**Exercise details**
Please count the lines in the entries below that contain the string "background", treating uppercase and lowercase as different, and reply with only that number.

**Rows**
———
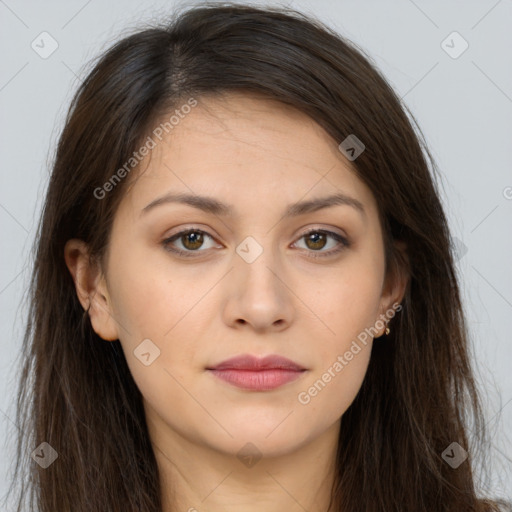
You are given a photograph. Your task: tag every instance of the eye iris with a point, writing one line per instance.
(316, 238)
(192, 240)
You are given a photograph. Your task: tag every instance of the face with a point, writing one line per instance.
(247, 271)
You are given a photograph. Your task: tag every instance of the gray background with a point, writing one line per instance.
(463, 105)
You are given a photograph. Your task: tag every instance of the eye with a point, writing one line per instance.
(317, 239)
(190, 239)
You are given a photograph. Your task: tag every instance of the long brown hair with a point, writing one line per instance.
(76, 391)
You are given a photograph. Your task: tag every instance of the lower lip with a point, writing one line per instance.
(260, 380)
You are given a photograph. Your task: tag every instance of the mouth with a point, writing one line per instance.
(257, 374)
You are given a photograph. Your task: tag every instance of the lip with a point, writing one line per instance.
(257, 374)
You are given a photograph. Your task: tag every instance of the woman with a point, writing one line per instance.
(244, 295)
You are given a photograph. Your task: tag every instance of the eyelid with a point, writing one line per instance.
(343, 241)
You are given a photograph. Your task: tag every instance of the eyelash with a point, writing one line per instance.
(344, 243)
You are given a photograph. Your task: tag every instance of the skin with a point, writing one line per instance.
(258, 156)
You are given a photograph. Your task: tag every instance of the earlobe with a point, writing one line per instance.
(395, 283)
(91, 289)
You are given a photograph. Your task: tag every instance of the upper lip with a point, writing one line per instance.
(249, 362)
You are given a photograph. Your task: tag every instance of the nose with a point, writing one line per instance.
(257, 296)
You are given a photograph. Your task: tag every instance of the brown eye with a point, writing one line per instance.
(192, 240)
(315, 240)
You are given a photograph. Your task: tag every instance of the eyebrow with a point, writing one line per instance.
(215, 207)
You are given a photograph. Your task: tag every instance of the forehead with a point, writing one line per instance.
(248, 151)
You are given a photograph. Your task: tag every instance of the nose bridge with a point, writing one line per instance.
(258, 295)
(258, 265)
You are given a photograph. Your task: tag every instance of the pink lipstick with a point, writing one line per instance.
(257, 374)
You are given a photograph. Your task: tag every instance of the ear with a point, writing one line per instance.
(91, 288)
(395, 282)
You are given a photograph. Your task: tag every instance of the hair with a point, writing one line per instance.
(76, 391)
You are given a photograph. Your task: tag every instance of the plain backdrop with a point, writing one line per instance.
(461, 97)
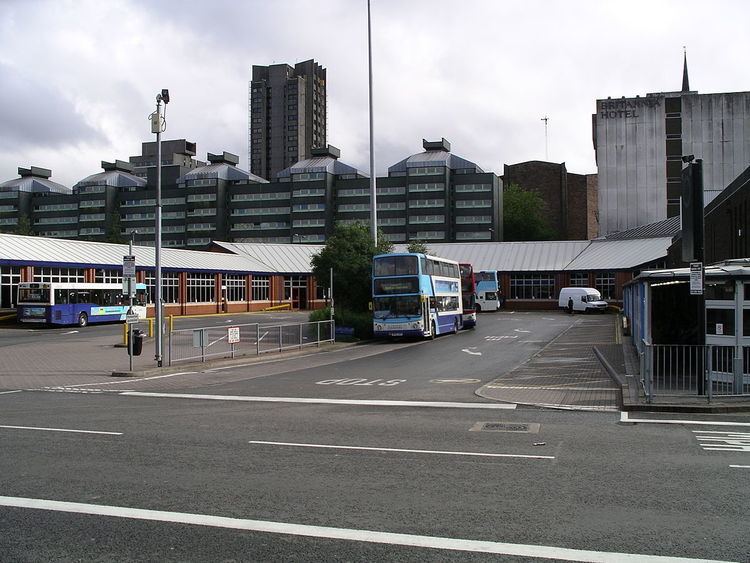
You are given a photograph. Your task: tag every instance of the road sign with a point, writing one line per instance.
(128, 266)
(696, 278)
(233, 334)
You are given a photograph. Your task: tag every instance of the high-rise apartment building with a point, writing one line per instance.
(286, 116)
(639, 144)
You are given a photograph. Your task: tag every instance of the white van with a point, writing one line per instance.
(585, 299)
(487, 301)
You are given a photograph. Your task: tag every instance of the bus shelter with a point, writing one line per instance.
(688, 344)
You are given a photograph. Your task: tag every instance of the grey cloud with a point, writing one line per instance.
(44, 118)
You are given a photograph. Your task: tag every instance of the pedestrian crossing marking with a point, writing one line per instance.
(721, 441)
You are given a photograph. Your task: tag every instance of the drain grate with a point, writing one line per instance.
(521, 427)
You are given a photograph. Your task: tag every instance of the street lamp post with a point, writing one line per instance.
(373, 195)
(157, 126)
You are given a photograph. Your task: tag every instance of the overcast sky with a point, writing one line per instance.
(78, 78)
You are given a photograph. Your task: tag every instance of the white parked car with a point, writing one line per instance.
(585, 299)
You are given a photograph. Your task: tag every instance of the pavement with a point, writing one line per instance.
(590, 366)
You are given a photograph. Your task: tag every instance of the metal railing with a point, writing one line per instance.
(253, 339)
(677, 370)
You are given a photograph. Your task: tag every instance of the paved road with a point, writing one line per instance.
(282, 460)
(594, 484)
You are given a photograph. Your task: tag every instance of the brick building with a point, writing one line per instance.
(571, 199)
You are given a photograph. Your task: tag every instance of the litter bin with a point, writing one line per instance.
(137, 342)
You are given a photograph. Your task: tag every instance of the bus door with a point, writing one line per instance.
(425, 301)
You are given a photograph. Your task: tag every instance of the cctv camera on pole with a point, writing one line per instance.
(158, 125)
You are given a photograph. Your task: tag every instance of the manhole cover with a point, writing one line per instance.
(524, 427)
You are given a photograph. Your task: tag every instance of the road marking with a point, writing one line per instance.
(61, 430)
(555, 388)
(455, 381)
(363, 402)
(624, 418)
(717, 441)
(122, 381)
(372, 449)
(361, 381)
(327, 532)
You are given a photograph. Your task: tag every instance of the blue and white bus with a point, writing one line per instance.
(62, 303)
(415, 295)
———
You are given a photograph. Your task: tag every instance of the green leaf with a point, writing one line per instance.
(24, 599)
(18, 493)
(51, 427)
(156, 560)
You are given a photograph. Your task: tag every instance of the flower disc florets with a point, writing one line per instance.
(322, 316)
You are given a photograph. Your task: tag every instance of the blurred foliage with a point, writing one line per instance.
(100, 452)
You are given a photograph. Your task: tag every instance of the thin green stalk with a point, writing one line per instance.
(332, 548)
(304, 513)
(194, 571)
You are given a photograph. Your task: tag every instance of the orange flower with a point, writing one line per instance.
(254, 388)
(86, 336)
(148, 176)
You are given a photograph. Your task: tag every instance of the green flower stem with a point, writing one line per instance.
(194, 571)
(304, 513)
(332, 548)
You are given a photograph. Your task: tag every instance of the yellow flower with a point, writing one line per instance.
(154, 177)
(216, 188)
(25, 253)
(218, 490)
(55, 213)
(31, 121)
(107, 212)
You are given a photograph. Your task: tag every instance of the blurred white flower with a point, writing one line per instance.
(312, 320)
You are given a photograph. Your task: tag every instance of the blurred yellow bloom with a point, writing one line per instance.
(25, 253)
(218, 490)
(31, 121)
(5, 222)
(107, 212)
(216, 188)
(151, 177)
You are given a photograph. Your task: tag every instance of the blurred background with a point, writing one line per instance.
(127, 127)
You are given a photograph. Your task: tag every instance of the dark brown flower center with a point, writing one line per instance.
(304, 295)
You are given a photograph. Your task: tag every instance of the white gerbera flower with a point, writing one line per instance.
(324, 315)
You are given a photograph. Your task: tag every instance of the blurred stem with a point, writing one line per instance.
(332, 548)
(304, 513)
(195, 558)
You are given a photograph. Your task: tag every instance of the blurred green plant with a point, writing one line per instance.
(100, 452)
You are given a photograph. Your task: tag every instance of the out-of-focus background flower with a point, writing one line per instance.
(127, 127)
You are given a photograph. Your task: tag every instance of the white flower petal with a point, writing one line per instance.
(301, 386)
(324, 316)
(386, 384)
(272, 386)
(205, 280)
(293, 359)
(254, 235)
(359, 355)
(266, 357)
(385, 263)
———
**Written solution**
3